> _WORK REQUEST_
Print the whole listing, keeping every line exactly as given.

*** MATERIALS PROVIDED Section Begins ***

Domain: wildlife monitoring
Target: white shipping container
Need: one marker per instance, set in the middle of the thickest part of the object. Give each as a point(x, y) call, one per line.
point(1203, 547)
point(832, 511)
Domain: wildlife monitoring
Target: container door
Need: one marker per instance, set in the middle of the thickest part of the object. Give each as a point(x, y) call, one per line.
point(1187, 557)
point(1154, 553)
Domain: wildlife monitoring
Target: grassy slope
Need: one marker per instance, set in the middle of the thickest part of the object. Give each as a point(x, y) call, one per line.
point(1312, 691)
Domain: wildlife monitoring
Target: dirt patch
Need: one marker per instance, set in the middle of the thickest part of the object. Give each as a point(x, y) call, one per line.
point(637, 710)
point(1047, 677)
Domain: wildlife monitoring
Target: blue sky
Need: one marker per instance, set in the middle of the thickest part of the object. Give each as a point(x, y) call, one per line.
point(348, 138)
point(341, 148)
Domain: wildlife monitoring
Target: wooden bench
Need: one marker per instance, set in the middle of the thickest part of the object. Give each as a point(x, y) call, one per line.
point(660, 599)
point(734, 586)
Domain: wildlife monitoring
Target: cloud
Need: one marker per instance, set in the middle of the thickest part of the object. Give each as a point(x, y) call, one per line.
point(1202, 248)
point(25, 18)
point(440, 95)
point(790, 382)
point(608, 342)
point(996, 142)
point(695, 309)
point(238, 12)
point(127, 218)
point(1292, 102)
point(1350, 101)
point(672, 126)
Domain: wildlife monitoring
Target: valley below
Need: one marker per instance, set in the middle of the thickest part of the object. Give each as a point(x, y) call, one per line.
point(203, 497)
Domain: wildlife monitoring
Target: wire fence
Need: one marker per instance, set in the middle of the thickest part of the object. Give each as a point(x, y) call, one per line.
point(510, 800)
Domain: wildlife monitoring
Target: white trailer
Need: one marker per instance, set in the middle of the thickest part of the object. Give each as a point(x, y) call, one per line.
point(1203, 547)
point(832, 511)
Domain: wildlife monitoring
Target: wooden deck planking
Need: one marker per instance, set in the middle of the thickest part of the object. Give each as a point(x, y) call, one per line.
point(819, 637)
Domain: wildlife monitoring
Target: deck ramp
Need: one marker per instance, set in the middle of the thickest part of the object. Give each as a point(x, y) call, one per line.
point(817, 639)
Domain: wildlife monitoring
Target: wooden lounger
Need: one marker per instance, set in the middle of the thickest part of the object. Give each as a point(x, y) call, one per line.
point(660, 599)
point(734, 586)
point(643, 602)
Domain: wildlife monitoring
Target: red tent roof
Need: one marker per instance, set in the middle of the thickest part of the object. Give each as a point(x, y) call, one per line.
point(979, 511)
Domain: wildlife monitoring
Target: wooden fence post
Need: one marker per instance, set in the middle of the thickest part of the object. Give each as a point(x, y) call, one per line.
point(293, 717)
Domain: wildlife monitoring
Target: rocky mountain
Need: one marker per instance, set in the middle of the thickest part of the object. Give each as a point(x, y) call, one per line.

*** MATERIALS PROVIDED Section Ends ***

> _TASK OUTPUT_
Domain: wildlife monitoring
Target: white shipping container
Need: one marker per instance, set in the middle of the thickest part of the object. Give each as a point(x, y) call, one per line.
point(1203, 547)
point(832, 511)
Domain: wildlife monitoring
Target: container door
Need: one marker per instance, set in the middle of the thickest part of the object. Give each as a point(x, y) call, one per line.
point(1187, 557)
point(1154, 553)
Domain: wildlife monitoring
Target: grassy slope
Need: one marker per instance, set in the middle of the thickest part of the object. Give each as a point(x, y) call, one per line.
point(1312, 691)
Domain: wildlife monitoring
Target: dirt patch
Need: one marker per instance, set in the middle of the thickest part of the object. Give each as a point(x, y) call, one per line.
point(637, 710)
point(1047, 677)
Domain: wildlife monitoring
Target: blue sky
Need: one marker per instance, set in the middle of the thickest part of the object. Give each as a point(x, y) call, one per line.
point(348, 138)
point(341, 148)
Domain: wildlife monitoring
Target: wooden bench
Need: one marker per instance, set in the middle of the thickest part of the object. Give each as a point(x, y) call, one per line.
point(660, 599)
point(734, 586)
Domain: wildlife monitoring
Target: cloud
Need: one marker per instance, set in the middle of the thickest part of the object. Give each as a point(x, y) call, one per line.
point(1202, 248)
point(25, 18)
point(440, 95)
point(790, 382)
point(608, 342)
point(996, 142)
point(695, 309)
point(238, 12)
point(127, 218)
point(1292, 102)
point(1350, 101)
point(672, 126)
Domain: wildlife monitoring
Target: valley below
Need: one marker per instance, set in the middle of the thickest part of the object. Give each as a point(x, y) call, one per line.
point(203, 497)
Domain: wildlife monitoring
Target: wire fence
Need: one marker per instance, set in the middle of the thickest part of the object. Give each as a point(x, y) call, one per line.
point(510, 800)
Domain: wildlife monitoring
Target: white trailer
Need: one marker per instance, set in the middle of the thickest part of the object. Give each as a point(x, y) call, one per line.
point(1203, 547)
point(832, 511)
Domain: wildlife monitoring
Target: wooden deck planking
Need: one marker per instance, set in the middle of the thickest part of the object. Give each as a point(x, y) call, one per line.
point(819, 637)
Domain: wildlife monitoring
Target: deck ramp
Need: one marker per instance, set in the middle of the thickest part of the object. Give each as a point(x, y) call, one per line.
point(817, 639)
Domain: wildlife monitoring
Target: wooden lounger
Need: one marker per instance, set in the middle of the thickest part of the object. Give each as a point(x, y) call, one per line.
point(660, 599)
point(734, 586)
point(643, 602)
Domain: wildlife monitoring
Target: red tent roof
Need: one marker per instance, set in the middle of the thickest part of the object. Give each as a point(x, y) call, one per line.
point(979, 511)
Domain: wildlife monitoring
Target: wooden fence post
Need: one marker per instance, set in the middle of the thickest part of the object. Give each as a point(x, y) call, one per line.
point(293, 717)
Domain: wildlife monitoring
Target: rocky mountain
Need: one marker per instance, set in the middle of the thickest part of the object. Give each as a point(x, y) call, one per line.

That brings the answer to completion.